= Requirement =
Type out the text on transgender athletes below, word for word, from "Many in the" to "Force during transition.".

In short, sexism. Banning transgender women and girls from competing is perpetuating a stereotype that women and girls need to be protected because they are weaker.

I’ve coached boys and girls. I’ve played against women and men. I’m here to tell you, nothing could be further from the truth.

I’ve played against some pretty good players in my semipro soccer career (there was no professional league in the U.S. at the time). A handful of those players went on to play for the U.S. national team. But the absolute hardest hit I ever took in my life was during a scrimmage against the Santa Clara University women’s team.

Many in the movement against trans people cite a study in the British Journal of Sports Medicine that suggests transgender women retain an advantage for up to 2 years following hormone therapy. But there are some concerns with that study, which followed a small sample size of 29 transgender men and 46 transgender women who were in the Air Force during transition.

One of the concerns, said Joanna Harper, a medical physicist in Portland, Oregon, who published the first study of transgender women and athletic performance, is that the study lacked data on the members’ training habits, and there was no examination of when subjects began hormone therapy and when the fitness test was taken, she told NBC in a 2021 interview.

= Material provided =
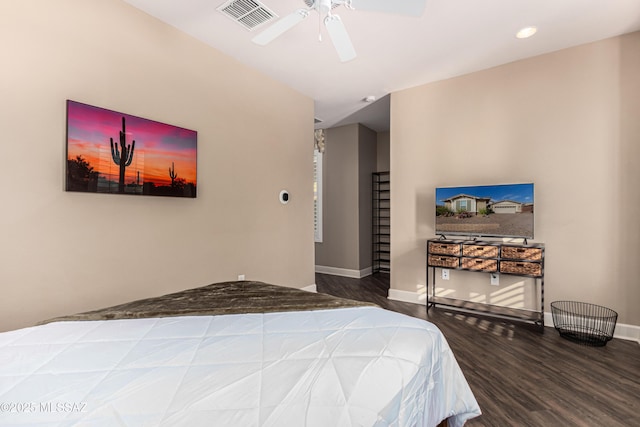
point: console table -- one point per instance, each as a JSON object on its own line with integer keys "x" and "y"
{"x": 526, "y": 260}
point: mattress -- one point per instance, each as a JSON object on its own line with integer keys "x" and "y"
{"x": 351, "y": 366}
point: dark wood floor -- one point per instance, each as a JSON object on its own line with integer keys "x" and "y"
{"x": 522, "y": 377}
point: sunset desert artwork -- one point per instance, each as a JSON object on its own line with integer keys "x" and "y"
{"x": 111, "y": 152}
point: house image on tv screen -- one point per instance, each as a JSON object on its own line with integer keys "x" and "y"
{"x": 466, "y": 203}
{"x": 493, "y": 210}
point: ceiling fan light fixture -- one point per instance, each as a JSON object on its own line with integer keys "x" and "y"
{"x": 526, "y": 32}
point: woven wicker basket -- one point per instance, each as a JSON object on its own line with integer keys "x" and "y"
{"x": 444, "y": 248}
{"x": 485, "y": 251}
{"x": 513, "y": 252}
{"x": 524, "y": 268}
{"x": 584, "y": 323}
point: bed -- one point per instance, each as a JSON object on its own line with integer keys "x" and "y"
{"x": 232, "y": 354}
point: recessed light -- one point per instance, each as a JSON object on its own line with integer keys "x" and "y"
{"x": 526, "y": 32}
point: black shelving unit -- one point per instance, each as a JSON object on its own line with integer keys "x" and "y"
{"x": 381, "y": 222}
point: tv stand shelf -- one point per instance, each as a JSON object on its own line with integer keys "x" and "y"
{"x": 525, "y": 260}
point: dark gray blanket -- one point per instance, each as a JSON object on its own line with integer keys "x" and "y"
{"x": 219, "y": 298}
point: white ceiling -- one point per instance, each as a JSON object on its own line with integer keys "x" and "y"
{"x": 453, "y": 37}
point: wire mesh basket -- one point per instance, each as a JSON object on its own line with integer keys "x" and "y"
{"x": 584, "y": 323}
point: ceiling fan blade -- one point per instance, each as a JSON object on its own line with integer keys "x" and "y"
{"x": 340, "y": 38}
{"x": 402, "y": 7}
{"x": 280, "y": 27}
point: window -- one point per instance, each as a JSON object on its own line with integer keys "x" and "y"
{"x": 317, "y": 196}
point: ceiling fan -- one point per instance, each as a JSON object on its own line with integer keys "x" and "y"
{"x": 335, "y": 28}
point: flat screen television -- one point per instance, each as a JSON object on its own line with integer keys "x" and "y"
{"x": 504, "y": 210}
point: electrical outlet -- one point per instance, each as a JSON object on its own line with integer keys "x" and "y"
{"x": 495, "y": 279}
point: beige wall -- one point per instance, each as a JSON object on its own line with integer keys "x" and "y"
{"x": 567, "y": 121}
{"x": 339, "y": 247}
{"x": 349, "y": 160}
{"x": 384, "y": 150}
{"x": 63, "y": 252}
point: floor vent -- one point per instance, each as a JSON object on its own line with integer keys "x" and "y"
{"x": 248, "y": 13}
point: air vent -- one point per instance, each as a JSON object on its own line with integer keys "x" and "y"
{"x": 248, "y": 13}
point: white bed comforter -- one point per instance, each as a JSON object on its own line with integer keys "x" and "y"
{"x": 360, "y": 366}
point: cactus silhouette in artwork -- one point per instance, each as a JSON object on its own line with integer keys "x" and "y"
{"x": 122, "y": 157}
{"x": 173, "y": 175}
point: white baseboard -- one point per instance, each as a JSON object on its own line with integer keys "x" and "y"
{"x": 406, "y": 296}
{"x": 355, "y": 274}
{"x": 622, "y": 331}
{"x": 310, "y": 288}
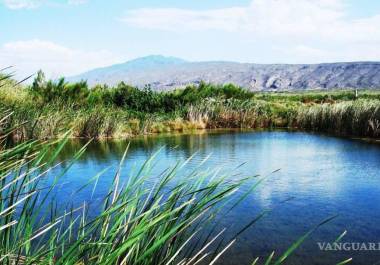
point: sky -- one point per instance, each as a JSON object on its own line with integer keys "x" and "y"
{"x": 67, "y": 37}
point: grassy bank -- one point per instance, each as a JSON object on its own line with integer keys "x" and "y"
{"x": 47, "y": 109}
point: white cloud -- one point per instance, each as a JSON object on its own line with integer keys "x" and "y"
{"x": 19, "y": 4}
{"x": 315, "y": 28}
{"x": 77, "y": 2}
{"x": 30, "y": 4}
{"x": 29, "y": 56}
{"x": 173, "y": 19}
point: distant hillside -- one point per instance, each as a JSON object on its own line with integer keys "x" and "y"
{"x": 166, "y": 73}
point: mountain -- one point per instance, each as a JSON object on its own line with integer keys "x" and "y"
{"x": 164, "y": 73}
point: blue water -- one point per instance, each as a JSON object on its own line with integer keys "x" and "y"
{"x": 319, "y": 177}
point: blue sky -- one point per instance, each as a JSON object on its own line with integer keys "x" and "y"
{"x": 67, "y": 37}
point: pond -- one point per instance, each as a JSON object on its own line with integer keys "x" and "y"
{"x": 319, "y": 177}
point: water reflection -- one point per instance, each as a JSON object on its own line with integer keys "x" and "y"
{"x": 324, "y": 175}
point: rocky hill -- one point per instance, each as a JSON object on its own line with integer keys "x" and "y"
{"x": 164, "y": 73}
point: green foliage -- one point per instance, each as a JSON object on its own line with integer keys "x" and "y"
{"x": 49, "y": 91}
{"x": 48, "y": 108}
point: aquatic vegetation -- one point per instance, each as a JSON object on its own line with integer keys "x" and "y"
{"x": 360, "y": 117}
{"x": 141, "y": 220}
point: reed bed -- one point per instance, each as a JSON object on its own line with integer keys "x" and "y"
{"x": 352, "y": 118}
{"x": 48, "y": 109}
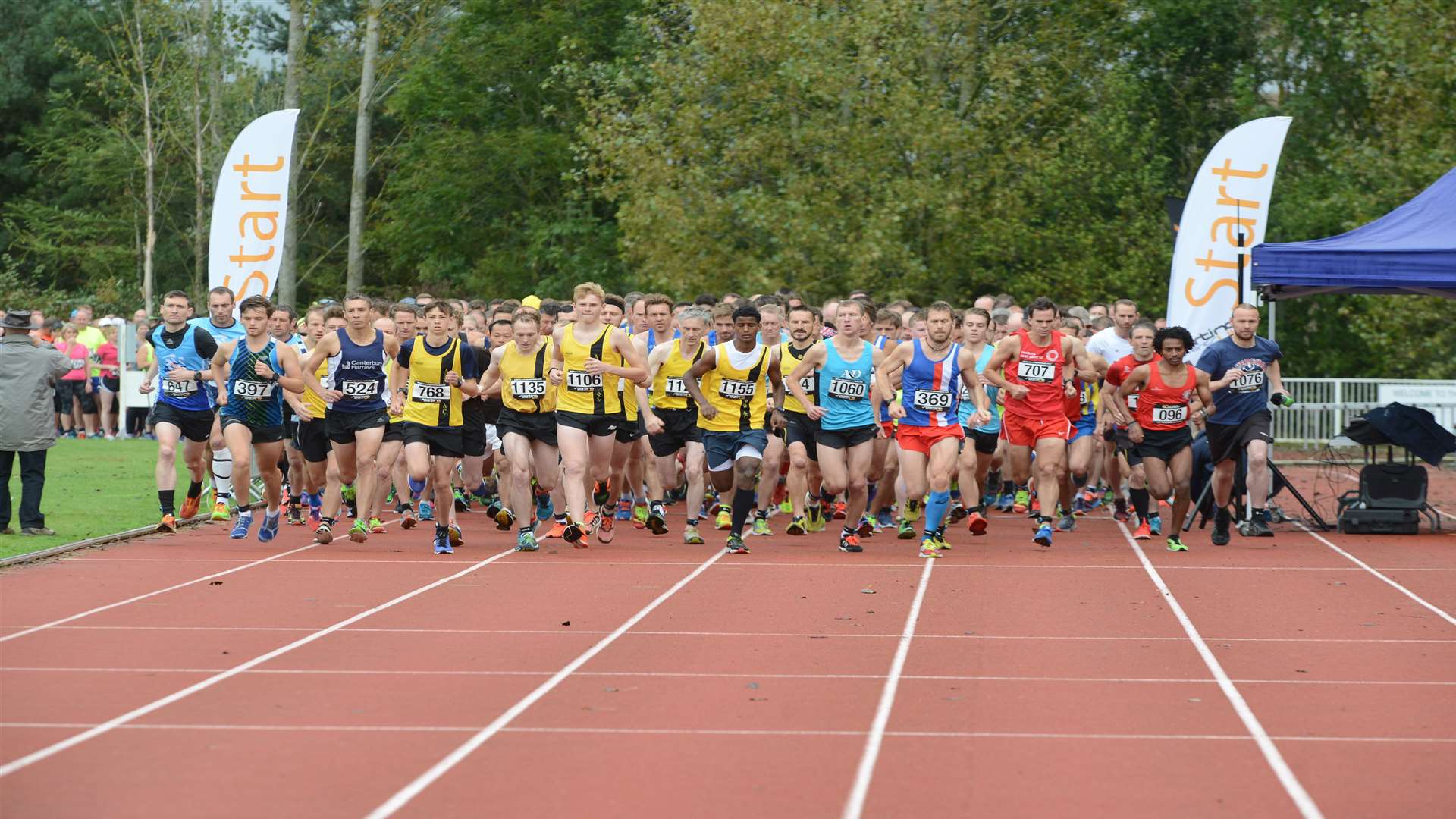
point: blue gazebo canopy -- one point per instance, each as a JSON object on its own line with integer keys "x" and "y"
{"x": 1408, "y": 251}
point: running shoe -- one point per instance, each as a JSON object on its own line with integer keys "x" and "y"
{"x": 1043, "y": 535}
{"x": 270, "y": 526}
{"x": 504, "y": 519}
{"x": 526, "y": 542}
{"x": 976, "y": 523}
{"x": 245, "y": 522}
{"x": 657, "y": 519}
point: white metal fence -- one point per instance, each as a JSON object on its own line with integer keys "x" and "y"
{"x": 1326, "y": 406}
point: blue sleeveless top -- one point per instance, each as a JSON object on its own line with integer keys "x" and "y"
{"x": 843, "y": 388}
{"x": 932, "y": 390}
{"x": 251, "y": 398}
{"x": 184, "y": 395}
{"x": 359, "y": 372}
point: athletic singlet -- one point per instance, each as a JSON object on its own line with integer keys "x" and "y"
{"x": 669, "y": 390}
{"x": 185, "y": 394}
{"x": 788, "y": 362}
{"x": 1165, "y": 407}
{"x": 968, "y": 401}
{"x": 251, "y": 398}
{"x": 1040, "y": 372}
{"x": 357, "y": 371}
{"x": 932, "y": 390}
{"x": 843, "y": 388}
{"x": 428, "y": 400}
{"x": 737, "y": 392}
{"x": 582, "y": 391}
{"x": 1119, "y": 372}
{"x": 523, "y": 379}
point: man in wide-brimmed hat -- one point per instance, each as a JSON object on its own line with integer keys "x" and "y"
{"x": 28, "y": 375}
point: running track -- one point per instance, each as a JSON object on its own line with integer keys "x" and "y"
{"x": 194, "y": 675}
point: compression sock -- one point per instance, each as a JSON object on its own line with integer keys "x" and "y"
{"x": 742, "y": 504}
{"x": 1139, "y": 499}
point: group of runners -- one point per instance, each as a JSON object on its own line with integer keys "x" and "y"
{"x": 564, "y": 419}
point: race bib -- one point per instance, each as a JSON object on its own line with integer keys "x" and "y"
{"x": 360, "y": 390}
{"x": 253, "y": 390}
{"x": 1169, "y": 413}
{"x": 178, "y": 387}
{"x": 430, "y": 392}
{"x": 528, "y": 390}
{"x": 736, "y": 390}
{"x": 932, "y": 400}
{"x": 1248, "y": 382}
{"x": 1036, "y": 372}
{"x": 582, "y": 381}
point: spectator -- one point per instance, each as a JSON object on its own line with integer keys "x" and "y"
{"x": 28, "y": 373}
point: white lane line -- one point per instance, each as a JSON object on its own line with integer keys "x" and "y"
{"x": 1296, "y": 792}
{"x": 726, "y": 675}
{"x": 1365, "y": 566}
{"x": 742, "y": 732}
{"x": 855, "y": 805}
{"x": 142, "y": 711}
{"x": 98, "y": 610}
{"x": 440, "y": 768}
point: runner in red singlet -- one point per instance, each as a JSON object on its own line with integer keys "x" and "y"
{"x": 1159, "y": 426}
{"x": 1030, "y": 365}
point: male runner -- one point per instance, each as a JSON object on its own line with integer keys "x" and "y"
{"x": 223, "y": 327}
{"x": 255, "y": 369}
{"x": 528, "y": 425}
{"x": 1030, "y": 365}
{"x": 672, "y": 422}
{"x": 733, "y": 404}
{"x": 182, "y": 409}
{"x": 356, "y": 401}
{"x": 845, "y": 409}
{"x": 588, "y": 359}
{"x": 930, "y": 372}
{"x": 1248, "y": 371}
{"x": 435, "y": 372}
{"x": 1159, "y": 426}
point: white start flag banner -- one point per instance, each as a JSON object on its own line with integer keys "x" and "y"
{"x": 249, "y": 207}
{"x": 1231, "y": 194}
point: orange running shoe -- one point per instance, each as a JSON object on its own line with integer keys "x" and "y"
{"x": 190, "y": 507}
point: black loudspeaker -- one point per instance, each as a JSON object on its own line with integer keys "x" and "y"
{"x": 1389, "y": 500}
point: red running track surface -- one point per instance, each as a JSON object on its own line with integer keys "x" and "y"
{"x": 647, "y": 678}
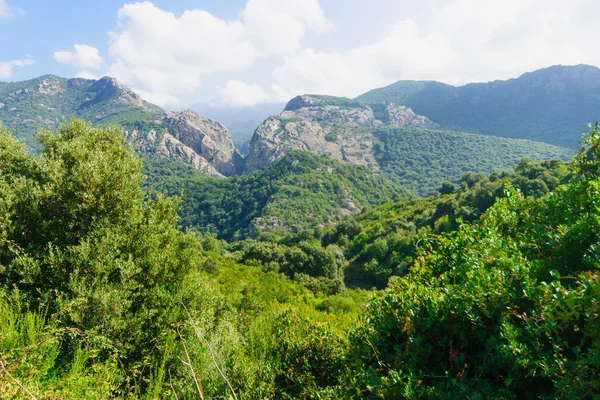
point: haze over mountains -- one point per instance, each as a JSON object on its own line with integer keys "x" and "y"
{"x": 407, "y": 130}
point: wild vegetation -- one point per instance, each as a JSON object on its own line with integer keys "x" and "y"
{"x": 102, "y": 295}
{"x": 546, "y": 105}
{"x": 302, "y": 191}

= The answer =
Many in the movement against trans people cite a study in the British Journal of Sports Medicine that suggests transgender women retain an advantage for up to 2 years following hormone therapy. But there are some concerns with that study, which followed a small sample size of 29 transgender men and 46 transgender women who were in the Air Force during transition.